→ TEXT SEGMENT:
That said, here’s how I’ve been working lately, with a description of my last writing day as an example: 

STEP 1: Being a writer has ruined me to reading. I don’t really mind. I’m ruined because I always hold a yellow crayon or marker while reading, and as I read I highlight any passage I think has value. I might highlight a great line of dialog, a great image, a great noun or verb, an interesting mannerism, whatever.

I start off each writing day by going through what I’d read the day(s) before and hand-writing out every newly highlighted passage into a composition notebook. The idea is that I’m training my brain and eyes and hand to write at the same high quality as the highlighted passages. I have dozens of notebooks filled with passages, my own personal library of greatness. On this day, I entered passages from James Salter’s Dusk and Daniel Woodrell’s Winter’s Bone. Here’s a couple of examples of passages I jotted into my notebook:

From Salter: “In the harbor the boats lay still, not the slightest stirring of masts, not the softest clink of a sheave.”

From Woodrell: “Snow covered the tracks and made humps over the rails and the twin humps guided her.”


STEP 2: I decide my task for the day. I don’t believe in demanding a word count for myself, as I feel word counts are generally arbitrary and hedge toward quantity instead of quality. I try and choose a reasonable task, usually one scene or moment in the story. I usually write a story chronologically, so, naturally, I usually decide to write the next scene/moment in the narrative. On this day, I task myself to write a scene where my protagonist is floating in a house on the roiling currents of a great flood while talking with a recovering meth-addict/dealer, who’s telling her why he’s done certain bad things in his past.

STEP 3: I’m what I call an “empathetic writer,” which means I believe the most powerful place from which to write is through a character and to have as few touches of a narrator as possible. I work to fully inhabit my point-of-view characters, to see though their eyes, hear through their ears, think and feel and imagine, in full, as the character. Much of my day is working to get my imagination all the way into the place of empathetic truth. This means I need to fully realize the world and the events of the scene, the scene’s choreography and timing, and the sensory experiences and emotional content of the character.

The way I write has a closer kinship to acting than to journalism, though I use techniques from both disciplines. From my training as a journalist, I use research. On this day, I need to get my head around how floating in flood waters might feel and smell and look. I turn to videos online, watching home videos of floods from Alabama and Iowa, and I also look at a few videos from the tsunami that ravaged Japan. I take notes. I make sketches. From this, eventually the flood becomes realized in my imagination.

→ SET OF TASKS:
(1) In the account of this writer's daily routine, what color crayon or marker does the writer hold while reading?
(2) Write the next part of the account of this writer's daily routine, starting after its final sentence.

→ MATERIAL PROVIDED:
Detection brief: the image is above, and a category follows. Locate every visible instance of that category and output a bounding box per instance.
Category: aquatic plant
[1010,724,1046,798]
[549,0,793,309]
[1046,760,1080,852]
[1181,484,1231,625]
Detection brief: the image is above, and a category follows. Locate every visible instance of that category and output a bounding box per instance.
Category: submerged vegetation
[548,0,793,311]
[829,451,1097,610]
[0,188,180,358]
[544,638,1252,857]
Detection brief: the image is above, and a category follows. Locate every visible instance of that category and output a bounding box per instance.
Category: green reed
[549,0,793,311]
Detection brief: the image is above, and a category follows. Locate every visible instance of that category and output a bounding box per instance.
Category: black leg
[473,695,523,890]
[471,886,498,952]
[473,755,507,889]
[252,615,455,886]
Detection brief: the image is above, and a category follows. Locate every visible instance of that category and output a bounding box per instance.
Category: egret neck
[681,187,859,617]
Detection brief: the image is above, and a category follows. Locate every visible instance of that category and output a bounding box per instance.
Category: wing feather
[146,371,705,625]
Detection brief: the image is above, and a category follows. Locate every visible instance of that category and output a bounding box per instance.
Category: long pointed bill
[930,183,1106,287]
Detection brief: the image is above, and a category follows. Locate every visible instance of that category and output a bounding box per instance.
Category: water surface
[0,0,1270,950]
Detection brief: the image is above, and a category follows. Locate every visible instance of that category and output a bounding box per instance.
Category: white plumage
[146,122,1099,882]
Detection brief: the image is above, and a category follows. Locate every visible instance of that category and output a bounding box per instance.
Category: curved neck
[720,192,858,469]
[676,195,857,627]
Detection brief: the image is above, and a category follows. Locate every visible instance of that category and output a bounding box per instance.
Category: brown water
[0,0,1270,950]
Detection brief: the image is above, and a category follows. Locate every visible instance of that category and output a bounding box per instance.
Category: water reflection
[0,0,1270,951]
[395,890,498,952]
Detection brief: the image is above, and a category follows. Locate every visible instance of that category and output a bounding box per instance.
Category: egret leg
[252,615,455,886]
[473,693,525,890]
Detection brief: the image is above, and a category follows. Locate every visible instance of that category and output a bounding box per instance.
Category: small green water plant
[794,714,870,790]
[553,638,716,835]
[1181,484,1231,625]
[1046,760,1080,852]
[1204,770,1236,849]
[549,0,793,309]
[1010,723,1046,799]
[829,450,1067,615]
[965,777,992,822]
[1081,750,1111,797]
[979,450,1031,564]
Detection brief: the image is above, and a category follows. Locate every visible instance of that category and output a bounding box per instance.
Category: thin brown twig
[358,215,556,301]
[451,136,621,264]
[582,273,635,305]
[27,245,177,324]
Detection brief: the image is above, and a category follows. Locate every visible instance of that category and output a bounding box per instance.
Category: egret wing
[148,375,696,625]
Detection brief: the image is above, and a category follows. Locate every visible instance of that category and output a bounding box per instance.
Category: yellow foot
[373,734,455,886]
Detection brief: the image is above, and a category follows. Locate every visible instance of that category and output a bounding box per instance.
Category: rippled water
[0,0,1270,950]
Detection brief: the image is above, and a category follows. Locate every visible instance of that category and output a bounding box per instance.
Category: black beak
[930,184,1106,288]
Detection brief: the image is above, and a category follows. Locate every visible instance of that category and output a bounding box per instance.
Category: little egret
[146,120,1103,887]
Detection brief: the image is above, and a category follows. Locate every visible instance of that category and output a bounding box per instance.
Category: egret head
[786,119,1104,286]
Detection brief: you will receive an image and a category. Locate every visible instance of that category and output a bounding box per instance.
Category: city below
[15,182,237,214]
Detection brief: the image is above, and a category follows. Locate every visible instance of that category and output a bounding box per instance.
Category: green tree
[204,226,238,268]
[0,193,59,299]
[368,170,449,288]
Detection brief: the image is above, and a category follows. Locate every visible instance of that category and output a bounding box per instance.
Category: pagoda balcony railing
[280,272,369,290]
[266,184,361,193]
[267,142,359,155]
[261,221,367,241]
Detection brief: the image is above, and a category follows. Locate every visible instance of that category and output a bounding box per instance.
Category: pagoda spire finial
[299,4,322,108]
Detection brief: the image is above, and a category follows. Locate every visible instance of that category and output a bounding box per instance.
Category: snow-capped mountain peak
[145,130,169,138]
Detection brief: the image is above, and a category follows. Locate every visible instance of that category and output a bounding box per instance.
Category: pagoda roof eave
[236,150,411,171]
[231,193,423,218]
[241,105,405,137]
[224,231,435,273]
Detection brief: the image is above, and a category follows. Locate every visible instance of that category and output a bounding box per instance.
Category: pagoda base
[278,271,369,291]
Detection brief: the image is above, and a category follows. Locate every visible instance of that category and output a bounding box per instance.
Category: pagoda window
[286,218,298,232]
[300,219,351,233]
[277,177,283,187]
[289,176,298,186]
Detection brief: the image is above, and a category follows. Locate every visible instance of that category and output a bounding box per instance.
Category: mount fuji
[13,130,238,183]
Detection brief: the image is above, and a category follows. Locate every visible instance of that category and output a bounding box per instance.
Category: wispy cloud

→ RESULTS OF THE TASKS:
(1) Yellow.

(2)
"I drink your milkshake."
Next, I have to figure out the content of the dialog, and specifically what the drug-dealer will offer up in terms of insight as to why humans do awful things like sell drugs to others or commit crimes of violence. I try to think of any books I’ve read, any plays or films or TV shows I’ve seen, that might help. On this day, I read a bit of Trainspotting, Ask the Dust, a bit of Flannery O’Conner, a touch of Nietzsche. I read the Sermon on the Mount. Then, I watch a bit of Sons of Anarchy, and scenes from Pulp Fiction and  There Will Be Blood. After all of this, I come away with the gist of the dialog, and the philosophical insight the dialog must convey (something I believe to be true and will attempt to prove with the scene). 

Finally, I try to place myself inside the character, which in this case is a twenty-three year old pregnant woman, a former Army mechanic, who is now, with her father incapacitated and her brother ill, in charge of the well being of this floating house/ark. I take the setting I’ve imagined, and the dialog written for the drug-dealer, and now must figure out how she might feel, think, and imagine, in this situation. I read a book on the Stanislavski System of method acting and find it very useful to take the emotional content of my own past and place those feelings into the character. I work all this out in my imagination, playing the scene in my mind over and over until it feels both true and dramatically potent.

Step 3 takes up most of my day.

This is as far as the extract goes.